• À FAIRE:
a: Traduisez en anglais la phrase suivante de l'extrait sur les obstacles à la connaissance scientifique : « Le poids est la manifestation de l'attraction que les corps exercent les uns sur les autres. »
b: Rédigez la suite de l'extrait sur les obstacles substantialiste et verbal, en partant de sa dernière phrase.

• EXTRAIT:
§ §
L'obstacle substantialiste. Nous sommes ainsi faits que le réel est pour nous constitué de substances. Par exemple le ciel est regardé comme une substance dont le bleu serait un attribut. Pour la science le bleu n'est pas l'attribut d'une substance mais l'effet de l'inégale diffusion des rayons du spectre solaire. La pesanteur n'est pas dans les corps à la manière d'une substance. Le poids est la manifestation de l'attraction que les corps exercent les uns sur les autres. L'objet scientifique n'est pas une substance c'est un réseau de relations.

L'obstacle verbal. Nous sommes ainsi faits que le réel est pour nous le corrélat du langage. La science nous apprend que les mots sont des pièges. Ex : la baleine n'est pas un poisson.
§ §
• DONNÉES FOURNIES:
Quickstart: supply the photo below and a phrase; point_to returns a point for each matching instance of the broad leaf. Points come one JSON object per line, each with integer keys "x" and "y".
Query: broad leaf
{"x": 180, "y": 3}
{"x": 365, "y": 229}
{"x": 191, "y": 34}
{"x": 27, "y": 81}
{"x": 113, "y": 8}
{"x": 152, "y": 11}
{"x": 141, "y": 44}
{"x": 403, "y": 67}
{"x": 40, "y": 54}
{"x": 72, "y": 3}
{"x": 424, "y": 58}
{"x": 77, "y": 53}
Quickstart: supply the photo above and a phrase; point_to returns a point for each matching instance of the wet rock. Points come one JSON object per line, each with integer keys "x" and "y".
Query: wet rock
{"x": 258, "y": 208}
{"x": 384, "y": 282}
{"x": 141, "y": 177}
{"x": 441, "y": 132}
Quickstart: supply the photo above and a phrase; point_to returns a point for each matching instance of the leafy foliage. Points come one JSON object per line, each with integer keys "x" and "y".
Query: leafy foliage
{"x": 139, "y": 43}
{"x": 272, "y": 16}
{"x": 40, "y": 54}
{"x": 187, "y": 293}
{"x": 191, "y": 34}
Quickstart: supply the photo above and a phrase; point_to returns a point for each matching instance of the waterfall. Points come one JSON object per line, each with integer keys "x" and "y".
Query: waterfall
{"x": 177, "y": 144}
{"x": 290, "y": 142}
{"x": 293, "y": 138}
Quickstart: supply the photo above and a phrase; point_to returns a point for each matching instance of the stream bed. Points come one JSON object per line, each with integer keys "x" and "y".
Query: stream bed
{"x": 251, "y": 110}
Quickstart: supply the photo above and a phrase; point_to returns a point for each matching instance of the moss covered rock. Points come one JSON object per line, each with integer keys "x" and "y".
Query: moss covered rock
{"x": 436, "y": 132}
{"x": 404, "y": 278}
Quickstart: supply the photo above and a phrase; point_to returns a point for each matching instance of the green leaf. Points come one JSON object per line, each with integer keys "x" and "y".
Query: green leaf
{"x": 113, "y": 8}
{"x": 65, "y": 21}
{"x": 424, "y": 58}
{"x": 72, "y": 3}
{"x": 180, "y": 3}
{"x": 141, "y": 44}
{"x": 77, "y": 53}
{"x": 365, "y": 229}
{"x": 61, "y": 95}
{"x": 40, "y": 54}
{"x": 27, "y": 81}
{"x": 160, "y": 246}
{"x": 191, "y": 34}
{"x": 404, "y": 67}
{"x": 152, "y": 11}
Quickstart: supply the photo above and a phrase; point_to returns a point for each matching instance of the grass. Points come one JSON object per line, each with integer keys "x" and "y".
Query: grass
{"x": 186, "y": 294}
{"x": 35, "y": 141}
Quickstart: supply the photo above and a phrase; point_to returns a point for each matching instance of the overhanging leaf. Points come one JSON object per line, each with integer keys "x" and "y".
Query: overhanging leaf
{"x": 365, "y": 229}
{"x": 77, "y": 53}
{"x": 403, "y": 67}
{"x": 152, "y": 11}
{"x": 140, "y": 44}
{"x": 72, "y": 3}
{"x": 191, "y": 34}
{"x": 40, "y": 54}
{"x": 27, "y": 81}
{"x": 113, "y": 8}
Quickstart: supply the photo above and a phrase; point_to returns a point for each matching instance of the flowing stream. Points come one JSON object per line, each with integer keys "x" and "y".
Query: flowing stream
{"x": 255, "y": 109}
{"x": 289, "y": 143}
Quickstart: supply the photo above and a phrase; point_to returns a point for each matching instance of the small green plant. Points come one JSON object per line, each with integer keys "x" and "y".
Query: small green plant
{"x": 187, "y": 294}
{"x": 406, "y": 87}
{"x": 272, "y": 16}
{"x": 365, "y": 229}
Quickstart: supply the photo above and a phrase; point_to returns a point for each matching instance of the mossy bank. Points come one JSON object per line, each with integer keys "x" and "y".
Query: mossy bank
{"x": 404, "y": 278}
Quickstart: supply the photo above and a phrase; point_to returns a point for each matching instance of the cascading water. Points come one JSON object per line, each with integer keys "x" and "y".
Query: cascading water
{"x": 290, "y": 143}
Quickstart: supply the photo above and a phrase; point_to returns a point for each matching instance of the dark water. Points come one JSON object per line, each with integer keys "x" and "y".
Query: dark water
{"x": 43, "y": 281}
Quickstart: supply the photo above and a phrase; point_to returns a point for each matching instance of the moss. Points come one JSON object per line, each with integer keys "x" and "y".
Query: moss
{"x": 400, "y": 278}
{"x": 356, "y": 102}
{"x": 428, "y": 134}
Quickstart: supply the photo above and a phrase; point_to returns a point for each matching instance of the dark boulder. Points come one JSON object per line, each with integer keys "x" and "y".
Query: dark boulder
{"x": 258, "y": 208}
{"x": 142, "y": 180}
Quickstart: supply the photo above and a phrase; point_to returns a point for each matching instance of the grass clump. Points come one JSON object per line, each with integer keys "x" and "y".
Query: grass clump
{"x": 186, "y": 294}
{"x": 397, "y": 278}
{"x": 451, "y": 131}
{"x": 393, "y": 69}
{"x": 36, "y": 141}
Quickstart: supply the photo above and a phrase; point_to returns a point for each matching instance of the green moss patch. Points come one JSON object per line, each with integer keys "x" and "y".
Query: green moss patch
§ §
• RÉPONSES:
a: Weight is the manifestation of the attraction that bodies exert on one another.

b:
L'obstacle du finalisme. Nous sommes ainsi faits que nous nous représentons la nature sur le modèle de l'action humaine et comme les hommes agissent en vue de fins, nous avons pensé longtemps avec Aristote que « la nature ne fait rien en vain » qu'elle est un système ordonné de fins. La science a relégué l'explication finaliste au rang des illusions anthropomorphiques et lui a  substitué l'explication mécaniste.

  Ces quelques exemples montrent que pour accéder à la science, il faut rompre avec l'approche première car « les axes de la science et de la poésie sont inverses » (Bachelard). Les a priori théoriques immédiats abusent l'esprit et lui font prendre des fictions pour des réalités. D'où la nécessité d'exonérer le savoir de tous les présupposés de rêveries, de purger les concepts des images qui sont l'ombre portée du sujet sur l'objet.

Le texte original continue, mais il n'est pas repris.